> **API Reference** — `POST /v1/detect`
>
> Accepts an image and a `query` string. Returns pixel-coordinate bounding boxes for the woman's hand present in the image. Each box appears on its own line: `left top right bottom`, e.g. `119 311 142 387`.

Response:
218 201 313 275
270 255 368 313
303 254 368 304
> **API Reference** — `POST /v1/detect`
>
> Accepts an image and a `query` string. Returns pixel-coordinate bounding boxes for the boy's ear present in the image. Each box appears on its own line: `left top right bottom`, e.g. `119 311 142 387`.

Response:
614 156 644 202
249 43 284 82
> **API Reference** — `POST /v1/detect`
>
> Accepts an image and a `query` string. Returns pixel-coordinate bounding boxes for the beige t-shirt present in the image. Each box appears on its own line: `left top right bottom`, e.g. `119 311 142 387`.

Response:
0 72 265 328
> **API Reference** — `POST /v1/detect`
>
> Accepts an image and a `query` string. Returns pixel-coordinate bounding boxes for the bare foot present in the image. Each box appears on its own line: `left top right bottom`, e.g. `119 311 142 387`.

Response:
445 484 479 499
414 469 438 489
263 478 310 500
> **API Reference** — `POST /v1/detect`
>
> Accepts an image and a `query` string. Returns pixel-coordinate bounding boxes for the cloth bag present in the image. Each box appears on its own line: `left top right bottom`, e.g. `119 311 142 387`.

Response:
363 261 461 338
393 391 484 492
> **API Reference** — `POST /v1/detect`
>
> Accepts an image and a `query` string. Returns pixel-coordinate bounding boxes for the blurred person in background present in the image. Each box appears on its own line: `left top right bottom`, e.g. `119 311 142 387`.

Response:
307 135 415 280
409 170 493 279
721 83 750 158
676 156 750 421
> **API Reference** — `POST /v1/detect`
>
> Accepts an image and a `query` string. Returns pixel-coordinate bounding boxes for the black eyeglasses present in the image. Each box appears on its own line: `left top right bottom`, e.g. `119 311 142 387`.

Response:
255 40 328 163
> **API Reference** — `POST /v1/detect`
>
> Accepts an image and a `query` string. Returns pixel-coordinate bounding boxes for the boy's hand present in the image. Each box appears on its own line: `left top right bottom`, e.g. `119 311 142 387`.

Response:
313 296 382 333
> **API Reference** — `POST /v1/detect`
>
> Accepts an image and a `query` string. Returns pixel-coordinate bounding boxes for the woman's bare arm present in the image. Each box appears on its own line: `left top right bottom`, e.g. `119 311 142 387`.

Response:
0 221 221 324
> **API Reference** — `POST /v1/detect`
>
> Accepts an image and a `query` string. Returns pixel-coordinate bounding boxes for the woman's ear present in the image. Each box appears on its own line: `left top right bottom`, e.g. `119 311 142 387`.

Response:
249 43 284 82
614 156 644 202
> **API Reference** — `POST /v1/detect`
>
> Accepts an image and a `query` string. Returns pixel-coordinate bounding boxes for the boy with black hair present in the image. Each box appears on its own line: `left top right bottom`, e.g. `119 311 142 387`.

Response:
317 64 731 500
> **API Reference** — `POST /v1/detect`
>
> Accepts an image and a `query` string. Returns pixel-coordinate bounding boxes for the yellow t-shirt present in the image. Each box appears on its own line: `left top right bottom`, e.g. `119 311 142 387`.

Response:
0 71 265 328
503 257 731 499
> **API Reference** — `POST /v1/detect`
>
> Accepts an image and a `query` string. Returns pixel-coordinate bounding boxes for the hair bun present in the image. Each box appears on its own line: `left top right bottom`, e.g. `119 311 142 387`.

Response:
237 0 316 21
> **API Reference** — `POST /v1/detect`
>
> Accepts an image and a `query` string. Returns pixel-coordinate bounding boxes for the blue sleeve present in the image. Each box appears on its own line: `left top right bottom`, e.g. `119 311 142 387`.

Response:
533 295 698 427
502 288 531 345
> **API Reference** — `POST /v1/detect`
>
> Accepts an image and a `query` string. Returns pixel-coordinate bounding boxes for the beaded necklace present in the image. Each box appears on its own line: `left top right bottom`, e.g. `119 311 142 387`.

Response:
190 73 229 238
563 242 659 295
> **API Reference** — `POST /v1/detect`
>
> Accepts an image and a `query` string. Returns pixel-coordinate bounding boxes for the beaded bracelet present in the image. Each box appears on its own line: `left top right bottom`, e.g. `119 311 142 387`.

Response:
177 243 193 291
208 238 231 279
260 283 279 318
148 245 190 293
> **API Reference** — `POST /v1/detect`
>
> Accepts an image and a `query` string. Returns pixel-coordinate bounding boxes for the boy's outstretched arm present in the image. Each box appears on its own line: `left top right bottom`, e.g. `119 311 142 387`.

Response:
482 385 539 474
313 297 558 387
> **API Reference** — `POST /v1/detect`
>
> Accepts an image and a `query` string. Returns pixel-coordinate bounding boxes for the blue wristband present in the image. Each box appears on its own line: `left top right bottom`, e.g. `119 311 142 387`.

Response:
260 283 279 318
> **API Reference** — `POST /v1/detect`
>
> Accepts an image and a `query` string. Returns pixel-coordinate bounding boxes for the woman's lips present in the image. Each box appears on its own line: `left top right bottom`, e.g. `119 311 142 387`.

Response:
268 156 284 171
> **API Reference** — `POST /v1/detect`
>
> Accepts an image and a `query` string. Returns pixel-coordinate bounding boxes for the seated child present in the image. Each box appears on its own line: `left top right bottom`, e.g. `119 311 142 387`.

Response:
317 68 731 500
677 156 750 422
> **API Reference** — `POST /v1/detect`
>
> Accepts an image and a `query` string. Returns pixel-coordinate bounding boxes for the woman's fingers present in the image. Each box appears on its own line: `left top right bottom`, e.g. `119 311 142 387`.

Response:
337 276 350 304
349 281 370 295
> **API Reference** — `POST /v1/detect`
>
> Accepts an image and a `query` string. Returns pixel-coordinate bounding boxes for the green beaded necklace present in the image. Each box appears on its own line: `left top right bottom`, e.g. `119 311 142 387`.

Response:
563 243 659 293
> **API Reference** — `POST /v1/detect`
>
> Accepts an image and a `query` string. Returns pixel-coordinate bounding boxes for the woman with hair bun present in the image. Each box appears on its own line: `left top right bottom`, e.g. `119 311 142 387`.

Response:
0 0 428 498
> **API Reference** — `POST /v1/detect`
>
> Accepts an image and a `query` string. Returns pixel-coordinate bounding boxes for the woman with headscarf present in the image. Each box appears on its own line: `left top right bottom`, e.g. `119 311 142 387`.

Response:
____
Give the number of lines in the records that contain the word "hand". Reply with the number only.

2